__INSTRUCTION__
Starting with the line that contains "this sample: (804,677).", reproduce each line through the end of the entries exactly as written.

__RECORDS FOR PROCESSING__
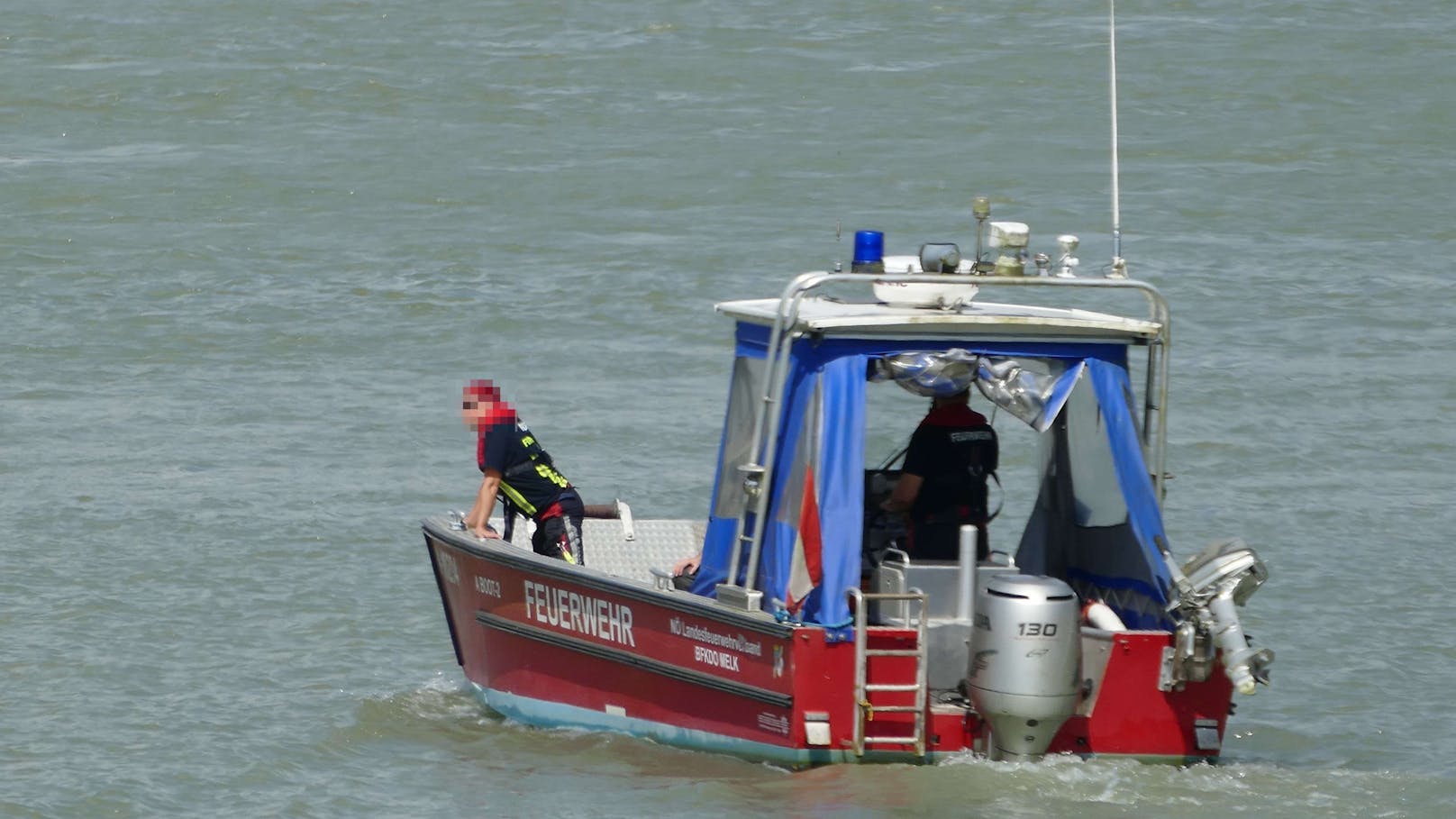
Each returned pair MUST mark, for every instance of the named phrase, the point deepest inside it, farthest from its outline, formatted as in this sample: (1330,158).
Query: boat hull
(560,646)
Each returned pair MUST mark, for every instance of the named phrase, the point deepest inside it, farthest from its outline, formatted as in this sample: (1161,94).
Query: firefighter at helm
(522,476)
(942,483)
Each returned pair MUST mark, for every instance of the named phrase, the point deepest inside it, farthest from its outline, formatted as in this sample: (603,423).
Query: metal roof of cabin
(832,316)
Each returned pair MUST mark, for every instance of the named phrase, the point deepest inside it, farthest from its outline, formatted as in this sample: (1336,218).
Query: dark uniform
(952,450)
(532,486)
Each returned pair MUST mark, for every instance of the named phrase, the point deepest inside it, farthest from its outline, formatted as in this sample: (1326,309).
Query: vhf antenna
(1118,262)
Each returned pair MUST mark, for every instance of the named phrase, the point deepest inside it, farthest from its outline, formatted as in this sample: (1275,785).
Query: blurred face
(475,410)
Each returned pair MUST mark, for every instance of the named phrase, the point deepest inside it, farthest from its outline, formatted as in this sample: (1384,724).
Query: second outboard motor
(1024,662)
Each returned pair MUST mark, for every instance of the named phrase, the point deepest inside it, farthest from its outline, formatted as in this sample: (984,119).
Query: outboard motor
(1025,651)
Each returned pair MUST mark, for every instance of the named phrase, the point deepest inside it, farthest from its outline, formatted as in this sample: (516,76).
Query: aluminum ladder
(862,653)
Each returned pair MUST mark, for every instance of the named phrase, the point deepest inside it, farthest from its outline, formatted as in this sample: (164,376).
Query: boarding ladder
(912,599)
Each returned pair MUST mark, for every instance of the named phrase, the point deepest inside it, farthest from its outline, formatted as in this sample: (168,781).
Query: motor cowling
(1025,656)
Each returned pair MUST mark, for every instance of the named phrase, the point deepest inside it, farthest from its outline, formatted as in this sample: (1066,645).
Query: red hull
(553,644)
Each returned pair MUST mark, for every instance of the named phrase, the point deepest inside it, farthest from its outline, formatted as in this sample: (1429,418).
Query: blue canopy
(1094,523)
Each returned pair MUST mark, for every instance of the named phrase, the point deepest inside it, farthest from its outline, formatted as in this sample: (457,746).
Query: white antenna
(1118,262)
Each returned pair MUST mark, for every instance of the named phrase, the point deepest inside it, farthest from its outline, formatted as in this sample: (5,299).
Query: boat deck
(625,548)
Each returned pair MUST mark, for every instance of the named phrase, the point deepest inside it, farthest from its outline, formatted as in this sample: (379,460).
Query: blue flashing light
(869,247)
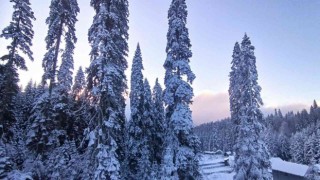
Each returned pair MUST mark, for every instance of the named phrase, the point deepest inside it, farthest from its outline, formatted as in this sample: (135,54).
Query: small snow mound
(288,167)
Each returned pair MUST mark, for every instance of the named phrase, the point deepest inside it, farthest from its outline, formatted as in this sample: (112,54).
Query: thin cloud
(209,106)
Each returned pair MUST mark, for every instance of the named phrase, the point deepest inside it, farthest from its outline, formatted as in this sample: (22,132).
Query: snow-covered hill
(213,167)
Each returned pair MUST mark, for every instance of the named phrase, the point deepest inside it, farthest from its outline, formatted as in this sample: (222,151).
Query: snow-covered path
(213,167)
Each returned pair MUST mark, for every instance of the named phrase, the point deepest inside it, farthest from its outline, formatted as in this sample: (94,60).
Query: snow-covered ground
(213,167)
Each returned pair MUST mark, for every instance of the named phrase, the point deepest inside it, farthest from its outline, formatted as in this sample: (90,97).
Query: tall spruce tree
(107,84)
(80,107)
(159,126)
(61,22)
(252,157)
(234,87)
(50,112)
(79,84)
(21,34)
(146,151)
(136,122)
(181,143)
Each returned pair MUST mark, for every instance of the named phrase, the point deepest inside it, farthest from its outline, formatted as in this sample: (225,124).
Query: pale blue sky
(286,35)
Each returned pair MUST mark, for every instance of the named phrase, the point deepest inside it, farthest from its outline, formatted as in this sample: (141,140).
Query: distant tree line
(65,128)
(292,136)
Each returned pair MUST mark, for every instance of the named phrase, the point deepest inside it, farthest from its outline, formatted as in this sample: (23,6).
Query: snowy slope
(213,167)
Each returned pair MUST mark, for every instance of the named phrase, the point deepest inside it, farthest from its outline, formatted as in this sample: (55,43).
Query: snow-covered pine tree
(48,129)
(297,147)
(178,93)
(62,19)
(234,91)
(107,84)
(146,151)
(79,84)
(135,126)
(159,126)
(21,34)
(252,157)
(8,90)
(63,104)
(80,107)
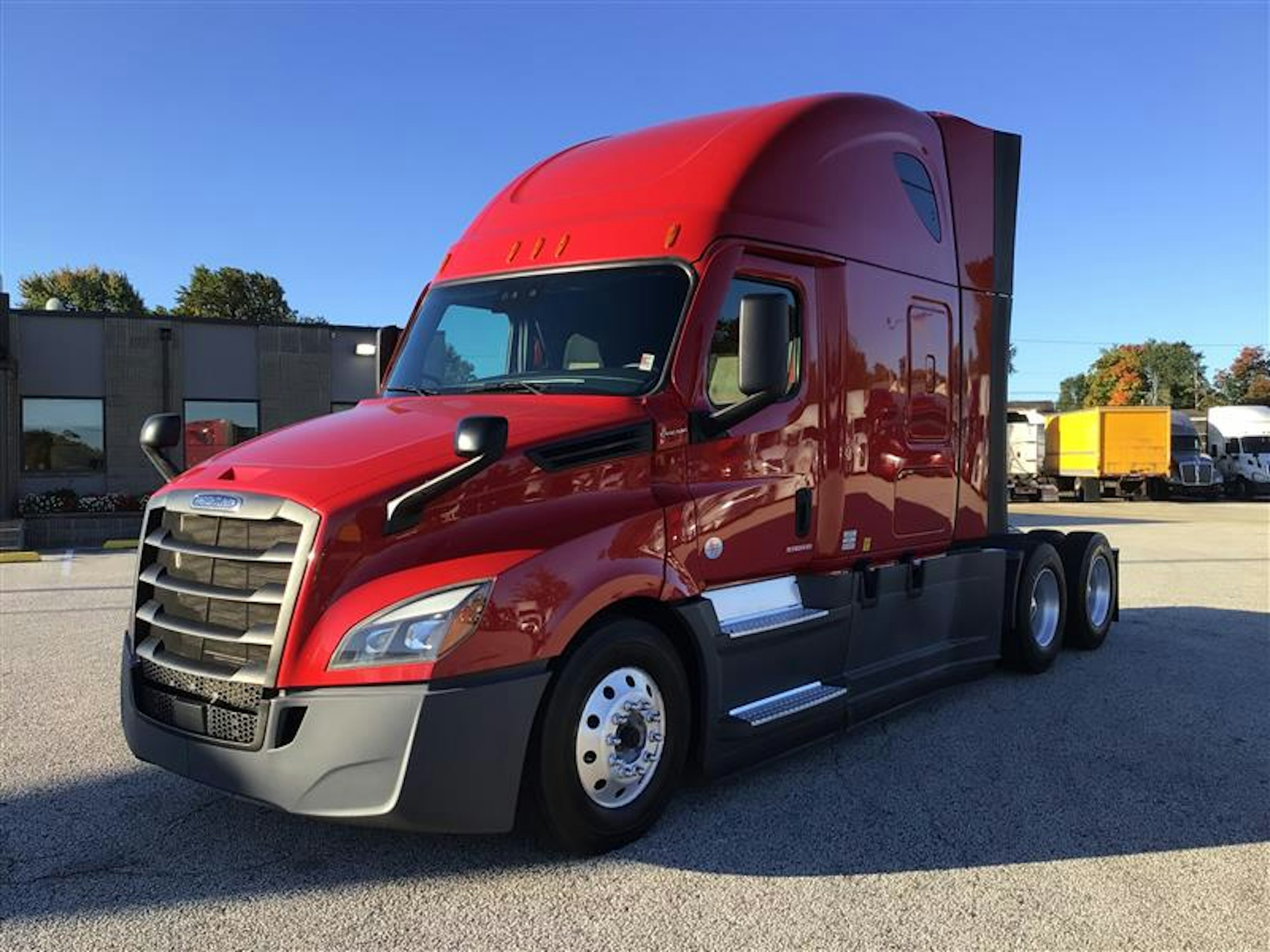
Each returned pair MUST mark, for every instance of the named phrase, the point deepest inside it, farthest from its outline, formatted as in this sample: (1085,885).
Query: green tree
(82,290)
(234,295)
(1246,380)
(1072,393)
(1175,374)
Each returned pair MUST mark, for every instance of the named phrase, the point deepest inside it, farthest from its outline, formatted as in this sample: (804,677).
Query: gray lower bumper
(413,757)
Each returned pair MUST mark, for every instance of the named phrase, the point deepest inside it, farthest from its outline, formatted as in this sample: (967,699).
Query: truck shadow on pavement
(1155,743)
(1047,521)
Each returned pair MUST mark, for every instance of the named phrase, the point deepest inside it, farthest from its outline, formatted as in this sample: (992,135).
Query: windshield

__REPLY__
Each returned pair MUST mark, for every instance of the named phrase, the point deepest inside it, farthest from its outline, formatted as in this sample: (804,677).
Query: gray lower bumper
(413,757)
Each returned pair MUST mark, for every instance of the named phrase, the point deepest inside it, farthest from its outline, formatted as in this sample: (967,699).
Query: truck shadow on pavement
(1155,743)
(1047,521)
Each returned pair MUST mark, for every instance of the named phrase, the point deepest inside it, farthest from its outline, formatted as in this sample: (992,135).
Query: windshield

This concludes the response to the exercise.